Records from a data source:
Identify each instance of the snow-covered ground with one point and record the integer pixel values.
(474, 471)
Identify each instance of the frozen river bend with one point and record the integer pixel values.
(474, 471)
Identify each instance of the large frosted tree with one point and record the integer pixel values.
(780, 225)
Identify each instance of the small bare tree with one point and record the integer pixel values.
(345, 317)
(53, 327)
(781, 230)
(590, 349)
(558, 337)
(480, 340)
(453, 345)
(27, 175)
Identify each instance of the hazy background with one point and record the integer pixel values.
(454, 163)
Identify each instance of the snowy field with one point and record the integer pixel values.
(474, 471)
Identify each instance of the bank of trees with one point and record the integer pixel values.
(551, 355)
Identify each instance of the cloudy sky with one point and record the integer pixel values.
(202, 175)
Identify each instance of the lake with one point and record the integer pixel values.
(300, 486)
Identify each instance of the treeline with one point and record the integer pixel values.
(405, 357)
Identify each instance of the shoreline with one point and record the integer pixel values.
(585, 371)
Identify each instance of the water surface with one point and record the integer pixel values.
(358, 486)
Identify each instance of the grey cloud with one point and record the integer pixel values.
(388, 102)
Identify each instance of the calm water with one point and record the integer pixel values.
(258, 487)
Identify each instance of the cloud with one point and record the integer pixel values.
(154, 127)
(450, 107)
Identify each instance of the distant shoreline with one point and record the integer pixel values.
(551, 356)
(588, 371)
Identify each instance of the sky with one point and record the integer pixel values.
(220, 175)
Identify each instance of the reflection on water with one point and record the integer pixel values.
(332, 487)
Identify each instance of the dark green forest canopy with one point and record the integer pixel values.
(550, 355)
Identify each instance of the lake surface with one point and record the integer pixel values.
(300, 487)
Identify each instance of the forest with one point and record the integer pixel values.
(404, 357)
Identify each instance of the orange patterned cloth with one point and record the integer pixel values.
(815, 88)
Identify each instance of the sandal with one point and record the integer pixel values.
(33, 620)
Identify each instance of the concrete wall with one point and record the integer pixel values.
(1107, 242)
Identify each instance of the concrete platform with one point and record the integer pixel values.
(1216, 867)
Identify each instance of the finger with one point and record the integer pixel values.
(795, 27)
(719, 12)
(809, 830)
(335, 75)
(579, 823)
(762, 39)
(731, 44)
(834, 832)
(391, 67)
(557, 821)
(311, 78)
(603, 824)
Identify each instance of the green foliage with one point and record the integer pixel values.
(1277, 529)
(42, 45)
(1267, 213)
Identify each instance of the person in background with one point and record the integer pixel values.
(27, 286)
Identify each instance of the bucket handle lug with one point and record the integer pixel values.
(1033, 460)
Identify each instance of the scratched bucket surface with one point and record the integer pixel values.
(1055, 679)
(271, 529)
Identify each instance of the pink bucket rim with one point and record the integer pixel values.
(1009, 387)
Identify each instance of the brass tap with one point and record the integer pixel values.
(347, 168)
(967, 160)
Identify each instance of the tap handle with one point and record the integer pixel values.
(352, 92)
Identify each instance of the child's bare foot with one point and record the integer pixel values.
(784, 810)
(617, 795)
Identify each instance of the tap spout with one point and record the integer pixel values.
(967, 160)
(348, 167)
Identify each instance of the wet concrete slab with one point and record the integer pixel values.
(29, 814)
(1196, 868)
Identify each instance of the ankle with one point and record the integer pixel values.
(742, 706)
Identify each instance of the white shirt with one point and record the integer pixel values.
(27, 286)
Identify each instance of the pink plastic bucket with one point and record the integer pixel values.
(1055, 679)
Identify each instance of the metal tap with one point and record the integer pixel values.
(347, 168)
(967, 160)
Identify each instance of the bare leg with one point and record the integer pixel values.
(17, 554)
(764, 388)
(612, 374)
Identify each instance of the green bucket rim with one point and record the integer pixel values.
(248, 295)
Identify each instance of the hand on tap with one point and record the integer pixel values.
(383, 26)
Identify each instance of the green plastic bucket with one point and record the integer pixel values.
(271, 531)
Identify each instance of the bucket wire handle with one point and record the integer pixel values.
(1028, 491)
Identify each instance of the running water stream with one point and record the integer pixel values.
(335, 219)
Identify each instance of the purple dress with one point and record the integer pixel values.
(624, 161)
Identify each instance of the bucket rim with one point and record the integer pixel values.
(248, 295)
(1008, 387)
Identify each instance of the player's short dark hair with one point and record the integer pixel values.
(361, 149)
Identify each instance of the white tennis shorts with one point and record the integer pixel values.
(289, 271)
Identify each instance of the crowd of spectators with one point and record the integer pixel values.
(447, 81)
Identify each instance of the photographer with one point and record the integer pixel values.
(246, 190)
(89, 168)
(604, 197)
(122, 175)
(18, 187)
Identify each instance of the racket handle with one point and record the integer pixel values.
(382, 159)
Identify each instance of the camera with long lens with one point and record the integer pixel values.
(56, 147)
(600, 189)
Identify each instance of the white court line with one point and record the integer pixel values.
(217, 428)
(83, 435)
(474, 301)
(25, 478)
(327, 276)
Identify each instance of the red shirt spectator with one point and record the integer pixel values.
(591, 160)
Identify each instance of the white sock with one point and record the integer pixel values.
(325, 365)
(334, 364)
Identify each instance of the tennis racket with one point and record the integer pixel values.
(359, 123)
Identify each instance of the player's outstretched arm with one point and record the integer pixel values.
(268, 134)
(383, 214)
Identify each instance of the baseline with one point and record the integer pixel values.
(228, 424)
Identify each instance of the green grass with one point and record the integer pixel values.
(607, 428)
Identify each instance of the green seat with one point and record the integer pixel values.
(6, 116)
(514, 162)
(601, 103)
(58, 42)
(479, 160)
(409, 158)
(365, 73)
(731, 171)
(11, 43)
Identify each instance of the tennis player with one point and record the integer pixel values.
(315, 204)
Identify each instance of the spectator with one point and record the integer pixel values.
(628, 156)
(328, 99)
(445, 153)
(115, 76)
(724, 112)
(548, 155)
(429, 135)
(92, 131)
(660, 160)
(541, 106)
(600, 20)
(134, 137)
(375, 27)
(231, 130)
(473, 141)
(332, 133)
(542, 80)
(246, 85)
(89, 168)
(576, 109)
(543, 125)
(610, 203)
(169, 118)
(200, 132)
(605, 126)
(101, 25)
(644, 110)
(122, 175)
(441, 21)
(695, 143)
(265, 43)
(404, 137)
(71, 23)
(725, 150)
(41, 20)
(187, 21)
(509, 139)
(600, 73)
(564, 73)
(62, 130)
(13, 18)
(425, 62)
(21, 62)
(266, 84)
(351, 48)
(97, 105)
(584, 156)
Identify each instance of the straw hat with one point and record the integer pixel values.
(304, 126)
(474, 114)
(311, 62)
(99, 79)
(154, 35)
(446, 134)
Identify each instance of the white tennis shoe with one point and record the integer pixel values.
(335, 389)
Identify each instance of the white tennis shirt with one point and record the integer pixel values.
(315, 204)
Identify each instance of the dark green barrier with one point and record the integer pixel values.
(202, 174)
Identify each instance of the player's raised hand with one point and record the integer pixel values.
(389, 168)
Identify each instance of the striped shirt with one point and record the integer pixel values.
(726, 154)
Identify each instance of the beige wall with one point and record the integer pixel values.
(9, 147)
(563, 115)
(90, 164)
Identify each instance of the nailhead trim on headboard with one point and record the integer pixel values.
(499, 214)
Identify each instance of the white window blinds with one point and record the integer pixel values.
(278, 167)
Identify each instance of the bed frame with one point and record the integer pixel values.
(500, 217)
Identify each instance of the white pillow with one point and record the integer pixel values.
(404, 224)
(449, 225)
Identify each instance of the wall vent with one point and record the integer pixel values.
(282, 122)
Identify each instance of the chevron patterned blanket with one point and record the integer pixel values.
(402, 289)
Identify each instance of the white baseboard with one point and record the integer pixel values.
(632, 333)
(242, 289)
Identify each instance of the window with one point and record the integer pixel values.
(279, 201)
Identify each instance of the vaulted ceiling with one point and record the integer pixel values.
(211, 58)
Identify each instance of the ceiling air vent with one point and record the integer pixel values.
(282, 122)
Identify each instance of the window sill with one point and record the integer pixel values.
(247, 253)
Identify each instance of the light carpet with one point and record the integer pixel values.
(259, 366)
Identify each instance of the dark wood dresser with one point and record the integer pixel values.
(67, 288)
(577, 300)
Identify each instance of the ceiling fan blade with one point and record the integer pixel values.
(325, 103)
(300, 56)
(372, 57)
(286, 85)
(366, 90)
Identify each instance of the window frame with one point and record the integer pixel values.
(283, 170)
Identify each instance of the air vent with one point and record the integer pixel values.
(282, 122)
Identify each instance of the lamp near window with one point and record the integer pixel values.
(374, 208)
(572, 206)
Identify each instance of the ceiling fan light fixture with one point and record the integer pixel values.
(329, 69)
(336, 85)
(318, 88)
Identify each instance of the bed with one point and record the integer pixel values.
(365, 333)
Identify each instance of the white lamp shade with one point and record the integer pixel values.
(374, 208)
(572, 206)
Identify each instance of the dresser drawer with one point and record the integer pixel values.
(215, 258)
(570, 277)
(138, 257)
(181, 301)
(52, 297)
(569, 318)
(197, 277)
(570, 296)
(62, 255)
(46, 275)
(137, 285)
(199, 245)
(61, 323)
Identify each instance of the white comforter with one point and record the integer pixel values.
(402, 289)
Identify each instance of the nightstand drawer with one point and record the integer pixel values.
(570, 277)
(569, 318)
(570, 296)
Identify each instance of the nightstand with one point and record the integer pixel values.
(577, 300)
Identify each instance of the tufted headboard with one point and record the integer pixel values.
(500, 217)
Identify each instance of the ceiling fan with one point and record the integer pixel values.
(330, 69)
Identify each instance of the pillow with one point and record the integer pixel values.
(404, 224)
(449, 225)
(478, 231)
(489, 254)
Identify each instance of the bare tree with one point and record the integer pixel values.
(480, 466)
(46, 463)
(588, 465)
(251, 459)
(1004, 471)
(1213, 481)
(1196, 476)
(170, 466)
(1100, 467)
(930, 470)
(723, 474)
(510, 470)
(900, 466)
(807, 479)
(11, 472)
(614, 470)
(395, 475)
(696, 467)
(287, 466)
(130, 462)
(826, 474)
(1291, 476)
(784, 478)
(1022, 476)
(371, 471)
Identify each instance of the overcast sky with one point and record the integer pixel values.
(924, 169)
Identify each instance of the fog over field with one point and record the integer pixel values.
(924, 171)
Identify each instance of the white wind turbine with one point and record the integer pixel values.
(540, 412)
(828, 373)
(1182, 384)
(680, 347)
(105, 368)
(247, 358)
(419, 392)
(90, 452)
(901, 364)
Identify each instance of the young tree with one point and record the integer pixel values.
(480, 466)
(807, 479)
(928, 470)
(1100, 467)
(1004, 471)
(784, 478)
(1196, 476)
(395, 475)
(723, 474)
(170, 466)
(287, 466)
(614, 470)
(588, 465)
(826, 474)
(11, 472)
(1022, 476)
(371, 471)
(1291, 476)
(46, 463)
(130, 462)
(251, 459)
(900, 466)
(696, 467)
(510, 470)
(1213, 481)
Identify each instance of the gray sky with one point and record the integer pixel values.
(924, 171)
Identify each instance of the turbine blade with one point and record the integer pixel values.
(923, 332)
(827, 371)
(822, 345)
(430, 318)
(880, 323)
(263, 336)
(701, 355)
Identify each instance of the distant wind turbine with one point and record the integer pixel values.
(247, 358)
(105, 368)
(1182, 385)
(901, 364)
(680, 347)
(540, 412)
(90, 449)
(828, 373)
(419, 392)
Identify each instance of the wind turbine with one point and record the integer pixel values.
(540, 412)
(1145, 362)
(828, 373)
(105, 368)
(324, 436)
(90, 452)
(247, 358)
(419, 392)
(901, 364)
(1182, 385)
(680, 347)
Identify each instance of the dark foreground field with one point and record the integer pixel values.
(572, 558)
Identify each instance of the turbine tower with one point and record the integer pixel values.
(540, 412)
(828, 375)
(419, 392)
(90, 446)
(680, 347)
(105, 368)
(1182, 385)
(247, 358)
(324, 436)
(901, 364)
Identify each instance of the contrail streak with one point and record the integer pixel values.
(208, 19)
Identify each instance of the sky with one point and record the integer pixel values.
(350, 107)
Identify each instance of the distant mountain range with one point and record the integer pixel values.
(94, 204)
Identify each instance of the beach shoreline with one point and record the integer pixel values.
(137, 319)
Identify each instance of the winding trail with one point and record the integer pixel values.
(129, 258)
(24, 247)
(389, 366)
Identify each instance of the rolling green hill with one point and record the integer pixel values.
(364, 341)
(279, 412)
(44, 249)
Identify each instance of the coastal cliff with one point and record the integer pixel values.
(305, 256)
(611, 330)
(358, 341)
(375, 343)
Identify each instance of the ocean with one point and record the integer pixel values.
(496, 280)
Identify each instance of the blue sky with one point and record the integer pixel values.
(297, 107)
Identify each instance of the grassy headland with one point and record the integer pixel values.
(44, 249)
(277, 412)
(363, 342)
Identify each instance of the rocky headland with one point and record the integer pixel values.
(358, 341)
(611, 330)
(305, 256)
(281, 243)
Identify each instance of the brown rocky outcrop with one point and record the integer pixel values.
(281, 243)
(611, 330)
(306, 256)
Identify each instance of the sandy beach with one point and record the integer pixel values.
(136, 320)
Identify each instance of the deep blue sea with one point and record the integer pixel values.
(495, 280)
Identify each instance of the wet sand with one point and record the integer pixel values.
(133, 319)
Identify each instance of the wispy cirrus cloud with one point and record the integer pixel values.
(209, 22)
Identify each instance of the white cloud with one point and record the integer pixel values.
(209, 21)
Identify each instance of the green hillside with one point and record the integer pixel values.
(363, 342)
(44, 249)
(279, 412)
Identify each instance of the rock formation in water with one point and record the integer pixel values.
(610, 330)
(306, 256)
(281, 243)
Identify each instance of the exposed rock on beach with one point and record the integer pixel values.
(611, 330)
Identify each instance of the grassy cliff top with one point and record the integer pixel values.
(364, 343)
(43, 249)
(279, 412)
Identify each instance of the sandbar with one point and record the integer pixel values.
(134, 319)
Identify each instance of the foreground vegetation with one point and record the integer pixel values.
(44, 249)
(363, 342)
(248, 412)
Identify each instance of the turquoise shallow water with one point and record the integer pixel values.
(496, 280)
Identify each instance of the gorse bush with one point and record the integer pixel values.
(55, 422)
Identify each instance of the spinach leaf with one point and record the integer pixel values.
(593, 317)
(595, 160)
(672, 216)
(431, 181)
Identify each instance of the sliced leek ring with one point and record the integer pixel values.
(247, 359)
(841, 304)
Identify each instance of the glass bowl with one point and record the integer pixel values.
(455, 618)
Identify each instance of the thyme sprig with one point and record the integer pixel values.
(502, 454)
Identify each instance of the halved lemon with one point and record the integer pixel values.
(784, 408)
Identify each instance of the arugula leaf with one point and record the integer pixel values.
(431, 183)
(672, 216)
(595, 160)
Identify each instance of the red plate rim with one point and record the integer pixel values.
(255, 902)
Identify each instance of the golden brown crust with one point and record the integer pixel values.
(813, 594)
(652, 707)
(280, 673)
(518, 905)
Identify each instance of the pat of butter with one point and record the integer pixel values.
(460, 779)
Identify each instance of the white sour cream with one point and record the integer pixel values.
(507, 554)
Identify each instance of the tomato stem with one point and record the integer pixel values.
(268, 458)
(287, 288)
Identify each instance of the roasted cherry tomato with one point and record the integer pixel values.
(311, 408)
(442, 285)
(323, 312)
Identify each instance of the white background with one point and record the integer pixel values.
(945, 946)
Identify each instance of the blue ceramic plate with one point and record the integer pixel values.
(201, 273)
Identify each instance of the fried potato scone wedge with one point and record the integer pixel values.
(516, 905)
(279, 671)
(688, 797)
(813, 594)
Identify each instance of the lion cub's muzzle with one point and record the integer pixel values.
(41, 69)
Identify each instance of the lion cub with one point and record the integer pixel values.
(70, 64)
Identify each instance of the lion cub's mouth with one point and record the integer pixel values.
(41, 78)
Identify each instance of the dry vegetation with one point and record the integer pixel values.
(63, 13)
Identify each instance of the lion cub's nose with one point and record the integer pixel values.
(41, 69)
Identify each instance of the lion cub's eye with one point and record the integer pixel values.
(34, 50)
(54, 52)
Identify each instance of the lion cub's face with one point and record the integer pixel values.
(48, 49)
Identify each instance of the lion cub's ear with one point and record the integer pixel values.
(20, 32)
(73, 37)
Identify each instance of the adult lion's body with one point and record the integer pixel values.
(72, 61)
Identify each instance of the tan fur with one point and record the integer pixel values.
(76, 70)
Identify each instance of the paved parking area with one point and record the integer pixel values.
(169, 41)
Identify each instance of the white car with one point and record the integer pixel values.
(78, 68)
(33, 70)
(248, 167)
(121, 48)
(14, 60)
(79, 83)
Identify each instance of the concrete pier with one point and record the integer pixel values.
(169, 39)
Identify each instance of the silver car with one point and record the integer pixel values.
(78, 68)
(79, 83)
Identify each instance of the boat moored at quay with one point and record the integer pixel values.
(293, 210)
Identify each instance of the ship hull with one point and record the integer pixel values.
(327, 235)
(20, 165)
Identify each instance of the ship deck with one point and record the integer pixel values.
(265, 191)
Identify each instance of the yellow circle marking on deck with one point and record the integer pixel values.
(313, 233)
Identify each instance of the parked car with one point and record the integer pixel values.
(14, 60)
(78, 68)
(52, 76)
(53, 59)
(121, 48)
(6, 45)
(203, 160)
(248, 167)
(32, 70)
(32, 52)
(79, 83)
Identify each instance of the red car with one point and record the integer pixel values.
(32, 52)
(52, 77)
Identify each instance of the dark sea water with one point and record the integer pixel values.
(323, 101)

--- YOUR INSTRUCTIONS ---
Copy the stretch of records from the line containing "Identify each instance of the forest" through the line containing "(1107, 242)", requests included. Shift every coordinate value in the answers by adding 93 to it.

--- FINISHED EXERCISE ---
Identify each instance of the forest with one point and record the integer pixel values.
(497, 450)
Identify each instance of the orange patterned cloth with one point and record the integer pixel values.
(908, 181)
Identify each instance of the sandal with one point and record the integer pixel values.
(126, 713)
Identify each instance of the concrete wall with one point and record the integer pixel values.
(1200, 335)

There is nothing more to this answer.